> **The exercise**
Repeat the listing in full. Nothing may be added or left out.

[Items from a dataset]
------------------------------------

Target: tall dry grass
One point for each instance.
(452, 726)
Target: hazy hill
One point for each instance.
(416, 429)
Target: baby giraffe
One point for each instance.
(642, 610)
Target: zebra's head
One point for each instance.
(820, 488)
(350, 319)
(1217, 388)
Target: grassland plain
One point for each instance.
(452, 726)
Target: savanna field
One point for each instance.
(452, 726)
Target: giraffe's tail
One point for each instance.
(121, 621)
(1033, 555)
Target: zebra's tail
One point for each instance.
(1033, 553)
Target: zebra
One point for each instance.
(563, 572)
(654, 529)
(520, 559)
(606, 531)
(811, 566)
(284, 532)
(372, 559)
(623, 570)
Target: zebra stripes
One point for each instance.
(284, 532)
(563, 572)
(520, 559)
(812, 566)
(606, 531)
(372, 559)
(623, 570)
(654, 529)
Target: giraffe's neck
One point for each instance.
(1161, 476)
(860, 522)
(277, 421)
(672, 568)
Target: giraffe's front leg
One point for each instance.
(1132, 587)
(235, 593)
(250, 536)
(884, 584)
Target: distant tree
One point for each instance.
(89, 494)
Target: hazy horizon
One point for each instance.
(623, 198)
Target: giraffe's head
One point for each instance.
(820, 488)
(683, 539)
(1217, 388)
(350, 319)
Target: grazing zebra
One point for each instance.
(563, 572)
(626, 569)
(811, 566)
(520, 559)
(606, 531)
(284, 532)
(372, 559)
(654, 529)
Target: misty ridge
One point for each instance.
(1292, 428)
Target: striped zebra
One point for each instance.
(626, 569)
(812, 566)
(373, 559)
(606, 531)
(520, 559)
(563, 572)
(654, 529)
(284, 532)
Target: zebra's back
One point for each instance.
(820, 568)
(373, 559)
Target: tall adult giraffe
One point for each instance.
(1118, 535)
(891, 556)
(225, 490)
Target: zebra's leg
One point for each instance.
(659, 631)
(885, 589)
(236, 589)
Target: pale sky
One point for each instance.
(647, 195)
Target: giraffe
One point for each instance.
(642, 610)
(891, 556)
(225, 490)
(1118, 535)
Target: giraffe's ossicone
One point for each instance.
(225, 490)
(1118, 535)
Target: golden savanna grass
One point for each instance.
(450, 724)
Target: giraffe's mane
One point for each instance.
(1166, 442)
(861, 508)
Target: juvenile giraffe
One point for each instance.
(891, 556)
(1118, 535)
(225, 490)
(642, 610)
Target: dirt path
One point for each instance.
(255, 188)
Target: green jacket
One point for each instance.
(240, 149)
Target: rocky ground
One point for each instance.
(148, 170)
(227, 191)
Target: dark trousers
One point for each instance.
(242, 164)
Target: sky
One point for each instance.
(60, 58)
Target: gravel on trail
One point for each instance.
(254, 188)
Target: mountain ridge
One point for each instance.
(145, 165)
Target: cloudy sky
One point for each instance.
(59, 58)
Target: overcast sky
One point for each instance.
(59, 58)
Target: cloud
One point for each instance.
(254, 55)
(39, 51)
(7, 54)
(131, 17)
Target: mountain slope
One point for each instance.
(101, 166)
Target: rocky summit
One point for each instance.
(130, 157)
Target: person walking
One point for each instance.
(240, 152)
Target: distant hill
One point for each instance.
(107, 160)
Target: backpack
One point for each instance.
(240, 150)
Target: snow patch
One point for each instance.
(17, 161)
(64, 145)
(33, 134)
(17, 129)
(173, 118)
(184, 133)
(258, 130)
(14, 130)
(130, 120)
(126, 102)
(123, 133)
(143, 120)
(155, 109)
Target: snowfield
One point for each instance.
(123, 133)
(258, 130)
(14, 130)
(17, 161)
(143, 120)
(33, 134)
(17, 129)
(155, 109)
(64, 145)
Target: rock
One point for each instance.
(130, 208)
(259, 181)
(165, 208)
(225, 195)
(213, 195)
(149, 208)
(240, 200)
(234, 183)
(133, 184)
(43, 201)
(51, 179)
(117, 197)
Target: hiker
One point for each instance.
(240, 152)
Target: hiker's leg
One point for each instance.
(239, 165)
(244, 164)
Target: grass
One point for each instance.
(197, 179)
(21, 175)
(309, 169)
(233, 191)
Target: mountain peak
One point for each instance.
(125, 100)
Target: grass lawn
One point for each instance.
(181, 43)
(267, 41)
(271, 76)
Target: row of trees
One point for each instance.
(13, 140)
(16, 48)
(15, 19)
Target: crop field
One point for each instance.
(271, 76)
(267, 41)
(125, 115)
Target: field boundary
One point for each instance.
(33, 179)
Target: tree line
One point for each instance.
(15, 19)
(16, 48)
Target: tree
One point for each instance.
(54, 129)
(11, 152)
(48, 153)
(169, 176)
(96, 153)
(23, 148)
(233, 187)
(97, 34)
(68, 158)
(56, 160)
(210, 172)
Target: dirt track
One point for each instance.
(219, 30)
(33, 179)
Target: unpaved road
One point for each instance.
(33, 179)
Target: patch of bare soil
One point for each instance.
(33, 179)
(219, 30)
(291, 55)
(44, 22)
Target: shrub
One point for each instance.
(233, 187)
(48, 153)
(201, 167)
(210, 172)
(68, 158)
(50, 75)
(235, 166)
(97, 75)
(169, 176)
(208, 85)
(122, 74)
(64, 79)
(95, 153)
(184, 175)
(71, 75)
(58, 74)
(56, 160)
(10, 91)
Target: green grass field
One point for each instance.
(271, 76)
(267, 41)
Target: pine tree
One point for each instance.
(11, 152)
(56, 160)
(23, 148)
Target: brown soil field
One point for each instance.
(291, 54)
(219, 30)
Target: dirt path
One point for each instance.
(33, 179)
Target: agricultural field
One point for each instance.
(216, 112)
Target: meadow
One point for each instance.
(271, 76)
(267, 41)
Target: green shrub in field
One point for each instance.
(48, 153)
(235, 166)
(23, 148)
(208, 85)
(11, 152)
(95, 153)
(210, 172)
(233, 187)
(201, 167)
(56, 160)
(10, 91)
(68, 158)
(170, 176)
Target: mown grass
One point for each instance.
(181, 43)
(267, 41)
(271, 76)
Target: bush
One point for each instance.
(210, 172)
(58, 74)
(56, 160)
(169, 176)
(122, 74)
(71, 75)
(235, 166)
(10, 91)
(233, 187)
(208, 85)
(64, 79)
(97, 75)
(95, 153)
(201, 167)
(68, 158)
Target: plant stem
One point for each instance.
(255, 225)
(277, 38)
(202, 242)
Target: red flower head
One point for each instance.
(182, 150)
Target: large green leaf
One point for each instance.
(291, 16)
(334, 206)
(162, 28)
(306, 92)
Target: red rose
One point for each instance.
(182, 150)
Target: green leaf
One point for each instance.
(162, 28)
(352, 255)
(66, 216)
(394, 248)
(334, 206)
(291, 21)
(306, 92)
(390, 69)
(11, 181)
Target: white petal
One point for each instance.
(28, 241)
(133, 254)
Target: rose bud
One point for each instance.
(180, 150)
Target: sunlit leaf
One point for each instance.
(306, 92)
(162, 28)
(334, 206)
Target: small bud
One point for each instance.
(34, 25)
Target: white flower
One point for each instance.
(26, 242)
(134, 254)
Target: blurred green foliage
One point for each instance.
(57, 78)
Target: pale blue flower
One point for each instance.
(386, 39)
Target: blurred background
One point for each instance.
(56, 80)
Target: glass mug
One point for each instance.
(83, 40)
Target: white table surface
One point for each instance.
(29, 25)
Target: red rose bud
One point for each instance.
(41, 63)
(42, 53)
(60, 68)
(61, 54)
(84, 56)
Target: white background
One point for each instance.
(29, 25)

------------------------------------

> **The reply**
Target: tall dry grass
One point for each instance.
(452, 726)
Target: hazy hill
One point for each instance.
(416, 429)
Target: baby giraffe
One point for each instance.
(642, 610)
Target: zebra's head
One point for each instance.
(820, 488)
(350, 319)
(1217, 388)
Target: grassland plain
One point for each instance.
(452, 726)
Target: savanna field
One point for each instance.
(452, 726)
Target: giraffe's tail
One point for each instance.
(121, 621)
(1033, 555)
Target: zebra's tail
One point for each instance.
(1033, 553)
Target: zebra
One point for each instance.
(563, 572)
(654, 529)
(520, 559)
(606, 531)
(811, 566)
(284, 532)
(372, 559)
(623, 570)
Target: zebra stripes
One point for each instance.
(284, 532)
(563, 572)
(520, 559)
(812, 566)
(606, 531)
(372, 559)
(623, 570)
(654, 529)
Target: giraffe's neck
One point for each instance.
(1161, 476)
(860, 522)
(277, 421)
(672, 568)
Target: giraffe's front leg
One point for each instance.
(1132, 587)
(235, 593)
(250, 536)
(884, 584)
Target: distant tree
One point for each instance.
(89, 494)
Target: hazy horizon
One point for each instance.
(623, 198)
Target: giraffe's head
One point for each instance.
(820, 488)
(683, 539)
(1217, 388)
(350, 319)
Target: grazing zebra
One point for each instance.
(563, 572)
(626, 569)
(811, 566)
(520, 559)
(606, 531)
(284, 532)
(372, 559)
(654, 529)
Target: misty ridge
One point for each instance.
(1292, 428)
Target: striped zebra
One point for each instance.
(626, 569)
(812, 566)
(373, 559)
(606, 531)
(520, 559)
(563, 572)
(654, 529)
(284, 532)
Target: zebra's back
One point for each instance.
(820, 568)
(373, 559)
Target: tall adult giraffe
One point for each instance.
(1118, 535)
(891, 556)
(225, 490)
Target: zebra's leg
One point for each instance.
(659, 631)
(885, 589)
(236, 589)
Target: pale sky
One point for each instance.
(647, 195)
Target: giraffe
One point for each instance.
(642, 610)
(891, 556)
(225, 490)
(1118, 535)
Target: giraffe's ossicone
One point for each instance.
(225, 490)
(1118, 535)
Target: golden savanna grass
One point for each instance.
(450, 724)
Target: giraffe's mane
One point for each instance.
(1166, 442)
(861, 508)
Target: juvenile giraffe
One point for each instance.
(891, 556)
(1118, 535)
(225, 490)
(642, 610)
Target: dirt path
One point for each instance.
(255, 188)
Target: green jacket
One point for each instance.
(240, 149)
Target: rocky ground
One point for each instance.
(148, 170)
(227, 191)
Target: dark trousers
One point for each instance.
(242, 164)
Target: sky
One point for each instance.
(60, 58)
Target: gravel on trail
One point for each instance.
(254, 188)
Target: mountain ridge
One point for each instance.
(145, 165)
Target: cloudy sky
One point for each instance.
(59, 58)
Target: overcast sky
One point for each instance.
(59, 58)
Target: cloud
One point for each instance.
(254, 55)
(39, 51)
(7, 54)
(131, 17)
Target: mountain slope
One point for each instance.
(101, 166)
Target: rocky summit
One point for each instance.
(130, 157)
Target: person walking
One point for each instance.
(240, 152)
Target: distant hill
One point for each instance.
(107, 160)
Target: backpack
One point for each instance.
(240, 150)
Target: snow patch
One point for each instance.
(17, 161)
(64, 145)
(33, 134)
(17, 129)
(173, 118)
(184, 133)
(258, 130)
(14, 130)
(130, 120)
(126, 102)
(123, 133)
(143, 120)
(155, 109)
Target: snowfield
One point for each instance.
(123, 133)
(258, 130)
(14, 130)
(17, 161)
(143, 120)
(33, 134)
(17, 129)
(155, 109)
(64, 145)
Target: rock
One point for each instance.
(130, 208)
(259, 181)
(165, 208)
(225, 195)
(213, 195)
(149, 208)
(240, 200)
(234, 183)
(133, 184)
(43, 201)
(51, 179)
(117, 197)
Target: hiker
One point for each instance.
(240, 152)
Target: hiker's leg
One point for each instance.
(239, 165)
(244, 164)
Target: grass
One point for each instance.
(197, 179)
(21, 175)
(309, 169)
(233, 191)
Target: mountain peak
One point for each instance.
(125, 100)
Target: grass lawn
One point for each instance.
(181, 43)
(267, 41)
(271, 76)
Target: row of trees
One point for each instance.
(13, 140)
(16, 48)
(15, 19)
Target: crop field
One point for each instance.
(271, 76)
(267, 41)
(125, 115)
Target: field boundary
One point for each instance.
(33, 179)
Target: tree line
One point for each instance.
(15, 19)
(16, 48)
Target: tree
One point for each instance.
(54, 129)
(11, 152)
(48, 153)
(169, 176)
(96, 153)
(23, 148)
(233, 187)
(97, 34)
(68, 158)
(56, 160)
(210, 172)
Target: dirt track
One point for each instance.
(219, 30)
(33, 179)
Target: unpaved road
One point for each instance.
(33, 179)
Target: patch of bare soil
One point for each instance.
(33, 179)
(219, 30)
(291, 55)
(44, 22)
Target: shrub
One point for each instance.
(233, 187)
(48, 153)
(201, 167)
(210, 172)
(68, 158)
(50, 75)
(235, 166)
(97, 75)
(169, 176)
(208, 85)
(122, 74)
(64, 79)
(95, 153)
(184, 175)
(71, 75)
(58, 74)
(56, 160)
(10, 91)
Target: green grass field
One point for each instance.
(271, 76)
(267, 41)
Target: pine tree
One point for each instance.
(11, 152)
(56, 160)
(23, 148)
Target: brown soil field
One point for each instance.
(291, 54)
(219, 30)
Target: dirt path
One point for each instance.
(33, 179)
Target: agricultural field
One point for each instance.
(216, 112)
Target: meadow
One point for each instance.
(271, 76)
(267, 41)
Target: green shrub in field
One point for each instance.
(48, 153)
(235, 166)
(23, 148)
(208, 85)
(11, 152)
(95, 153)
(210, 172)
(233, 187)
(201, 167)
(56, 160)
(10, 91)
(68, 158)
(170, 176)
Target: mown grass
One point for each instance.
(181, 43)
(267, 41)
(271, 76)
Target: bush
One point for each instance.
(210, 172)
(58, 74)
(56, 160)
(169, 176)
(122, 74)
(71, 75)
(235, 166)
(10, 91)
(233, 187)
(208, 85)
(64, 79)
(97, 75)
(95, 153)
(201, 167)
(68, 158)
Target: plant stem
One point for each instance.
(255, 225)
(277, 38)
(202, 242)
Target: red flower head
One point for each instance.
(182, 150)
Target: large green leaf
One point for each instance.
(291, 16)
(334, 206)
(162, 28)
(306, 92)
Target: red rose
One point for each instance.
(182, 150)
Target: green leaf
One point for each instance.
(162, 28)
(352, 255)
(66, 216)
(394, 248)
(334, 206)
(291, 21)
(306, 92)
(390, 69)
(11, 181)
Target: white petal
One point for each instance.
(28, 241)
(133, 254)
Target: rose bud
One point for each instance.
(180, 150)
Target: sunlit leaf
One point for each instance.
(306, 92)
(162, 28)
(334, 206)
Target: small bud
One point for each instance.
(34, 25)
Target: white flower
One point for each instance.
(26, 242)
(134, 254)
Target: blurred green foliage
One point for each instance.
(57, 78)
Target: pale blue flower
One point for each instance.
(386, 39)
Target: blurred background
One point for each instance.
(56, 80)
Target: glass mug
One point for each instance.
(83, 40)
Target: white table surface
One point for each instance.
(29, 25)
Target: red rose bud
One point for each instance.
(41, 63)
(42, 53)
(60, 68)
(61, 54)
(84, 56)
Target: white background
One point for each instance.
(29, 25)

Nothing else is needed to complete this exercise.